Begin Records provided

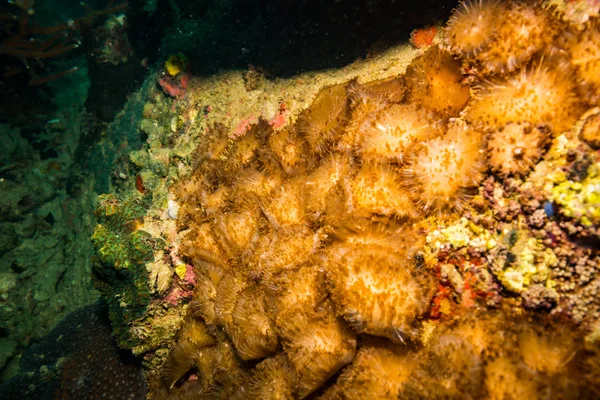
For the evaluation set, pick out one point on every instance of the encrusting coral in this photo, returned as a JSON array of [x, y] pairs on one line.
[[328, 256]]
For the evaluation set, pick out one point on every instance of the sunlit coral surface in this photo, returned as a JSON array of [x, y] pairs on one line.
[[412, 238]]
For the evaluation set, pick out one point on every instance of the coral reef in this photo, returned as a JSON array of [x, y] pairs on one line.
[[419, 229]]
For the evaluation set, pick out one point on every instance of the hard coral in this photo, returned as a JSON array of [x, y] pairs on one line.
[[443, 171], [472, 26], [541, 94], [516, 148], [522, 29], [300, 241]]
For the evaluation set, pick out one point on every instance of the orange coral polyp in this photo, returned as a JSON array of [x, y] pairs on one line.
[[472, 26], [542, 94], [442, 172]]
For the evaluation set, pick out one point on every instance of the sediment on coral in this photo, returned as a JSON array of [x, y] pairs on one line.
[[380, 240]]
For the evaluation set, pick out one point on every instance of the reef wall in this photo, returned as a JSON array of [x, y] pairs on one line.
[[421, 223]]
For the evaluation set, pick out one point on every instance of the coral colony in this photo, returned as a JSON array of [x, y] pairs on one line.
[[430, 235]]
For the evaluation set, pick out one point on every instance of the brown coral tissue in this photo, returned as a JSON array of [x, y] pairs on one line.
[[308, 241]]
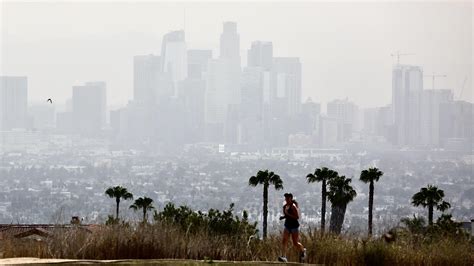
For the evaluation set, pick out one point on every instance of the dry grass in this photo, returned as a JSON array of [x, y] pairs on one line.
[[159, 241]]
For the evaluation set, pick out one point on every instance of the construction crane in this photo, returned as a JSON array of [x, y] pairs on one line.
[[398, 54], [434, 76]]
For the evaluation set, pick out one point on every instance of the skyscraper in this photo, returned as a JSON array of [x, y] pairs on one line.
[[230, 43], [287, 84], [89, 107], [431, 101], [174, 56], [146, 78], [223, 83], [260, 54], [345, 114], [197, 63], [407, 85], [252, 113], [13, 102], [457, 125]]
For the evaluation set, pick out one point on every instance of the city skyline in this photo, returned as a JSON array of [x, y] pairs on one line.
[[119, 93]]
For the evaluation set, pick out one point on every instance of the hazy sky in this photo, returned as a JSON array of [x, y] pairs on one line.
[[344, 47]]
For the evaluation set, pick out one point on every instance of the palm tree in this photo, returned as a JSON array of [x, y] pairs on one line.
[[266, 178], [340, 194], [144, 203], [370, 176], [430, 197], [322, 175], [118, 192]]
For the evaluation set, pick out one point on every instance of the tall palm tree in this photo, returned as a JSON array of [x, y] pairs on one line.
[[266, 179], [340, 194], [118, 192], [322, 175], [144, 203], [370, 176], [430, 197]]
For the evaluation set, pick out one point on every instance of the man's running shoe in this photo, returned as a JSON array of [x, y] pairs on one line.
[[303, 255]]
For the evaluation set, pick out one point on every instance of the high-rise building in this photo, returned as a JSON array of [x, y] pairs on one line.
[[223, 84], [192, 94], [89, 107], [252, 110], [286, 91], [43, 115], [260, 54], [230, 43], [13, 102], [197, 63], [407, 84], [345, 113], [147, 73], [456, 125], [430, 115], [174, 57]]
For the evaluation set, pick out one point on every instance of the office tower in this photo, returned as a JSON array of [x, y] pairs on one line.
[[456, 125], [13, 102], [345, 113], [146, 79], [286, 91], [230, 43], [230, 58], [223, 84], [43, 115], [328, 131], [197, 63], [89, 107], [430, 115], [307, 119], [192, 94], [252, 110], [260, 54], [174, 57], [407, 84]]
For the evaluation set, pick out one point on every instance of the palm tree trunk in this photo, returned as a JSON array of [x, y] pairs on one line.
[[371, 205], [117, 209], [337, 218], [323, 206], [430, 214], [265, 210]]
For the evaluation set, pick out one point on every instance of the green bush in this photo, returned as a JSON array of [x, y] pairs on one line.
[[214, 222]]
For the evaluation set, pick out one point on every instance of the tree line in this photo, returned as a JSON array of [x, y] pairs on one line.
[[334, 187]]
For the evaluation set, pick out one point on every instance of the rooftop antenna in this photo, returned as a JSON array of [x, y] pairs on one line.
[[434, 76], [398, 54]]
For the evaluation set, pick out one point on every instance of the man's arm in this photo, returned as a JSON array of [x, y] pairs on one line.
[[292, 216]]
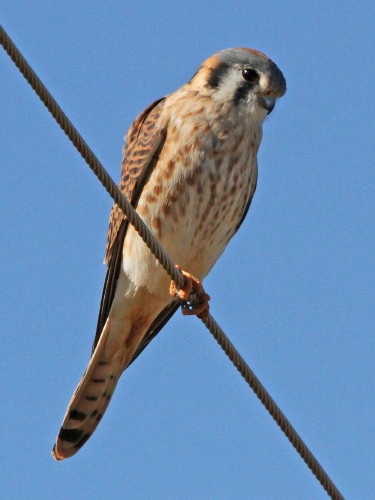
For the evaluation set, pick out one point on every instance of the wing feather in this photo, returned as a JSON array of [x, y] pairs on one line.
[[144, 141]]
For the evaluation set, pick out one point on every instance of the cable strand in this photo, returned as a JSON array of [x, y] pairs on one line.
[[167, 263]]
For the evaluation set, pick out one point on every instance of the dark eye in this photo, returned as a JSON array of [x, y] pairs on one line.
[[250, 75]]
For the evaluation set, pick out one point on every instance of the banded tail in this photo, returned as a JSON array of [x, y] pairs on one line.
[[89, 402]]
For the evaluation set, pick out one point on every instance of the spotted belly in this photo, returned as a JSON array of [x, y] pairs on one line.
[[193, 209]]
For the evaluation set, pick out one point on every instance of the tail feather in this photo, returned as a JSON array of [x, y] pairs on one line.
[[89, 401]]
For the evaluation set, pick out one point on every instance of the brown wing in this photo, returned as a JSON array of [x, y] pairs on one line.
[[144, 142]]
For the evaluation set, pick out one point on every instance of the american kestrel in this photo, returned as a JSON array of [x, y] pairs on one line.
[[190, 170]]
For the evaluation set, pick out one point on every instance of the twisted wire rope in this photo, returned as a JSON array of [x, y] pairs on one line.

End Records provided
Begin Records provided

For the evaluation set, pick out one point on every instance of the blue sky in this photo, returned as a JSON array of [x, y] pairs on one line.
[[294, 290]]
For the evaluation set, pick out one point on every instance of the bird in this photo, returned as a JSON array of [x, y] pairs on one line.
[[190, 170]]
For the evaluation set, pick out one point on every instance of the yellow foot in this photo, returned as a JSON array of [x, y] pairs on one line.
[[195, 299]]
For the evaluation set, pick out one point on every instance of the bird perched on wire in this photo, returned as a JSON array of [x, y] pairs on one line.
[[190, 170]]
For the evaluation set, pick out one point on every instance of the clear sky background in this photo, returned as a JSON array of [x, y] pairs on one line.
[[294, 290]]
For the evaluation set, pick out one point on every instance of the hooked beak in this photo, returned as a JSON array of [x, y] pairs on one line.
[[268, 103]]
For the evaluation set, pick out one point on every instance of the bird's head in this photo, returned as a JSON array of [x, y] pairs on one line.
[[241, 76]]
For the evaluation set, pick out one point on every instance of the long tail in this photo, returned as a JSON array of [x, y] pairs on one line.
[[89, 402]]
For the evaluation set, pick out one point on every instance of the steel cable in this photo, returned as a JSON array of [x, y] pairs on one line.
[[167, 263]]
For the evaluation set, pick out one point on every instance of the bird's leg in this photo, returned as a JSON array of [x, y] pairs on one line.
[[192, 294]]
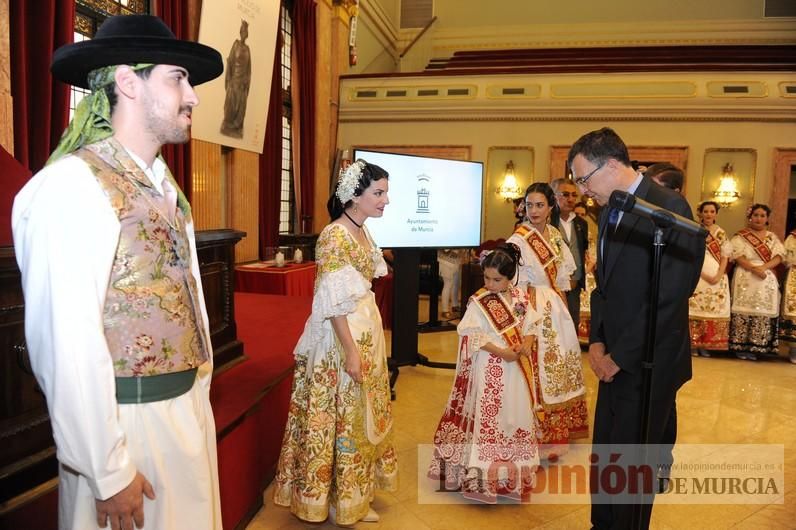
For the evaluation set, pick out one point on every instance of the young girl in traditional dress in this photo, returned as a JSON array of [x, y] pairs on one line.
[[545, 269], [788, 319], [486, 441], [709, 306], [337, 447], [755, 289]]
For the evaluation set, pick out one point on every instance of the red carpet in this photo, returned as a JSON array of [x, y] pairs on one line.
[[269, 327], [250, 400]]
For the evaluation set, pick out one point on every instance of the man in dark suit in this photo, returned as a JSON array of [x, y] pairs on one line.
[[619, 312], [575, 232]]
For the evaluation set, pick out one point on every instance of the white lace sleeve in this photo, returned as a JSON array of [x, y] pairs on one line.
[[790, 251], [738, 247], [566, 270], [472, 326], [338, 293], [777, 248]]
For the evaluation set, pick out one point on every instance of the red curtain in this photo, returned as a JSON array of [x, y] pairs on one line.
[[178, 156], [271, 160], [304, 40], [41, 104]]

End Records provided

== Problem ==
Copy the records word for word, beginning with the line that contains "of the reef" and continuing through the line that contains "[[344, 47]]", both included. Omit the pictures from your copy.

== Answer to this task ==
For the evaluation set, pick out one point on every instance of the reef wall in this photo, returned as a JSON array of [x, y] pairs on one line.
[[421, 223]]
For the evaluation set, pick out one point on every instance of the coral colony in this photo, returned as a JSON array of [x, y] pairs on one line.
[[430, 235]]
For the evaluation set, pick out one point on every instance of the brown coral tissue in this photo, returned as a JSON array of [x, y] pairs on one line.
[[308, 241]]
For the evaluation set, pick out one point on every instance of the dry grass in this photo, returned as a JSON array of [x, y] pairs on one line.
[[159, 241]]
For the evaluation set, pick out one point on every instance of the construction crane in this photo, returned as a JSON array of [x, y] pairs on one line.
[[398, 54], [434, 76]]
For the evaluation set, pick out one point on every instance of the skyscraper in this photo, returned as a JSON array of [x, y] pairs on one line.
[[230, 43], [287, 84], [89, 107], [431, 101], [174, 56], [146, 78], [223, 83], [260, 54], [345, 114], [197, 63], [407, 85], [252, 113], [13, 102], [457, 125]]
For the evaluation set, pick out one point on every instance of the city skyline in this photo, returned as a JSON array of [x, y] pairs on one line.
[[119, 93]]
For the evaluation set, pick out one point on every instance of the hazy sky in this photo, returned as a JSON array of [x, y] pairs on one line.
[[344, 47]]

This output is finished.